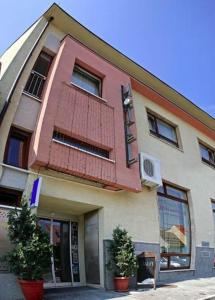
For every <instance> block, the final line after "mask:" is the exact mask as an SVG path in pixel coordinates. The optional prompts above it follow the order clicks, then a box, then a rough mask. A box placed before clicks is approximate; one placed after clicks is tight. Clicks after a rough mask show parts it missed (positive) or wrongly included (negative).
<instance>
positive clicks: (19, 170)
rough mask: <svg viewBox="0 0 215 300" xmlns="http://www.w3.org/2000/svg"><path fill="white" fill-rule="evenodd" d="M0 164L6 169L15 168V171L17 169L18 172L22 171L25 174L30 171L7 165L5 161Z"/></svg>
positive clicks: (12, 168)
mask: <svg viewBox="0 0 215 300" xmlns="http://www.w3.org/2000/svg"><path fill="white" fill-rule="evenodd" d="M0 165H1V166H2V167H5V168H8V169H12V170H15V171H19V172H23V173H27V174H29V173H30V171H29V170H27V169H22V168H18V167H14V166H11V165H8V164H5V163H2V164H0Z"/></svg>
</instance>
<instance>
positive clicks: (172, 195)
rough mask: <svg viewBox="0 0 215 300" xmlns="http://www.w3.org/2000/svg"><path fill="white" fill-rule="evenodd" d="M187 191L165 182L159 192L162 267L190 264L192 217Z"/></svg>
mask: <svg viewBox="0 0 215 300" xmlns="http://www.w3.org/2000/svg"><path fill="white" fill-rule="evenodd" d="M186 198H187V196H186V192H184V191H181V190H179V189H175V188H174V187H172V186H169V185H168V186H167V185H166V184H164V189H163V192H161V190H160V191H159V192H158V201H159V212H160V248H161V260H160V268H161V269H169V268H188V267H189V265H190V244H191V232H190V217H189V208H188V203H187V201H185V200H184V199H186Z"/></svg>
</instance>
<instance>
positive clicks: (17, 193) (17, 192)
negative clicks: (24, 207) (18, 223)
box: [0, 187, 22, 208]
mask: <svg viewBox="0 0 215 300" xmlns="http://www.w3.org/2000/svg"><path fill="white" fill-rule="evenodd" d="M4 194H5V195H6V196H5V198H6V197H8V196H9V197H10V196H11V197H13V196H14V197H17V199H16V204H15V205H11V204H8V203H7V202H4V203H2V201H1V200H0V207H4V206H8V207H11V208H13V207H19V206H20V203H21V199H22V192H21V191H17V190H11V189H7V188H3V187H0V198H1V197H2V195H4Z"/></svg>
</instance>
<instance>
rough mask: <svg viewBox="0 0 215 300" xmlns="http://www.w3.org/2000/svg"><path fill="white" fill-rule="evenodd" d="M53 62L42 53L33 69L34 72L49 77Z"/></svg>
mask: <svg viewBox="0 0 215 300" xmlns="http://www.w3.org/2000/svg"><path fill="white" fill-rule="evenodd" d="M51 60H52V57H51V56H50V55H48V54H46V53H44V52H42V53H41V54H40V55H39V57H38V59H37V61H36V63H35V65H34V67H33V70H34V71H36V72H37V73H39V74H41V75H43V76H47V75H48V71H49V67H50V64H51Z"/></svg>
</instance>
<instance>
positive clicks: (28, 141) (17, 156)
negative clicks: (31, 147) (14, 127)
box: [4, 128, 30, 169]
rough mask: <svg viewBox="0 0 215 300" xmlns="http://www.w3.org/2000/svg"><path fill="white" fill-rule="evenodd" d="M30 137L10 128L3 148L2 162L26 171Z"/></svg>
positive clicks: (14, 129)
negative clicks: (3, 158)
mask: <svg viewBox="0 0 215 300" xmlns="http://www.w3.org/2000/svg"><path fill="white" fill-rule="evenodd" d="M29 142H30V135H29V134H28V133H26V132H23V131H20V130H18V129H16V128H12V129H11V131H10V134H9V137H8V140H7V145H6V148H5V157H4V162H5V163H6V164H8V165H11V166H14V167H18V168H24V169H27V165H28V150H29Z"/></svg>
==*==
## Activity
Go through the entries above and print each one exactly, minus the pictures.

## Result for this task
For every <instance> block, the final line after "mask:" is the exact mask as an SVG path in pixel coordinates. The optional prompts above it follow the order clicks, then a box, then a rough mask. A box placed before clicks is approximate; one placed after clicks is tight. Clicks after a rough mask show parts it missed (positive) or wrongly included (negative).
<instance>
positive clicks: (19, 170)
rough mask: <svg viewBox="0 0 215 300" xmlns="http://www.w3.org/2000/svg"><path fill="white" fill-rule="evenodd" d="M0 164L6 169L15 168V171L17 169L18 172L22 171L25 174L30 171L7 165L5 161Z"/></svg>
positive clicks: (12, 168)
mask: <svg viewBox="0 0 215 300" xmlns="http://www.w3.org/2000/svg"><path fill="white" fill-rule="evenodd" d="M0 165H1V166H2V167H5V168H8V169H12V170H15V171H19V172H23V173H27V174H29V173H30V171H29V170H27V169H22V168H18V167H14V166H11V165H8V164H5V163H2V164H0Z"/></svg>
</instance>
<instance>
positive clicks: (172, 195)
rough mask: <svg viewBox="0 0 215 300" xmlns="http://www.w3.org/2000/svg"><path fill="white" fill-rule="evenodd" d="M187 191L165 182L159 192L162 267L190 264L192 217Z"/></svg>
mask: <svg viewBox="0 0 215 300" xmlns="http://www.w3.org/2000/svg"><path fill="white" fill-rule="evenodd" d="M186 198H187V196H186V192H184V191H181V190H179V189H175V188H174V187H172V186H169V185H168V186H167V185H166V184H164V189H163V192H161V190H160V191H159V192H158V201H159V212H160V248H161V260H160V268H161V269H169V268H188V267H189V265H190V244H191V232H190V217H189V208H188V203H187V201H185V200H184V199H186Z"/></svg>
</instance>
<instance>
positive clicks: (17, 193) (17, 192)
negative clicks: (24, 207) (18, 223)
box: [0, 187, 22, 208]
mask: <svg viewBox="0 0 215 300" xmlns="http://www.w3.org/2000/svg"><path fill="white" fill-rule="evenodd" d="M4 194H5V195H6V196H5V198H6V197H8V196H9V197H10V196H11V197H13V196H14V197H17V199H16V204H15V205H11V204H8V203H7V202H4V203H2V201H1V200H0V207H4V206H8V207H11V208H13V207H19V206H20V203H21V199H22V192H21V191H17V190H11V189H7V188H3V187H0V198H1V197H2V195H4Z"/></svg>
</instance>
<instance>
rough mask: <svg viewBox="0 0 215 300" xmlns="http://www.w3.org/2000/svg"><path fill="white" fill-rule="evenodd" d="M53 62L42 53L33 69L34 72L49 77Z"/></svg>
mask: <svg viewBox="0 0 215 300" xmlns="http://www.w3.org/2000/svg"><path fill="white" fill-rule="evenodd" d="M51 60H52V57H51V56H50V55H48V54H46V53H44V52H42V53H41V54H40V55H39V57H38V59H37V61H36V63H35V65H34V67H33V70H34V71H36V72H37V73H39V74H41V75H43V76H47V75H48V71H49V67H50V64H51Z"/></svg>
</instance>
<instance>
positive clicks: (28, 141) (17, 156)
negative clicks: (31, 147) (14, 127)
box: [4, 128, 30, 169]
rough mask: <svg viewBox="0 0 215 300" xmlns="http://www.w3.org/2000/svg"><path fill="white" fill-rule="evenodd" d="M30 137L10 128L3 148L2 162L26 171Z"/></svg>
positive clicks: (14, 129)
negative clicks: (3, 158)
mask: <svg viewBox="0 0 215 300" xmlns="http://www.w3.org/2000/svg"><path fill="white" fill-rule="evenodd" d="M29 142H30V135H29V134H28V133H26V132H23V131H20V130H18V129H16V128H12V129H11V131H10V134H9V137H8V140H7V145H6V148H5V157H4V162H5V163H6V164H8V165H11V166H14V167H18V168H24V169H27V165H28V150H29Z"/></svg>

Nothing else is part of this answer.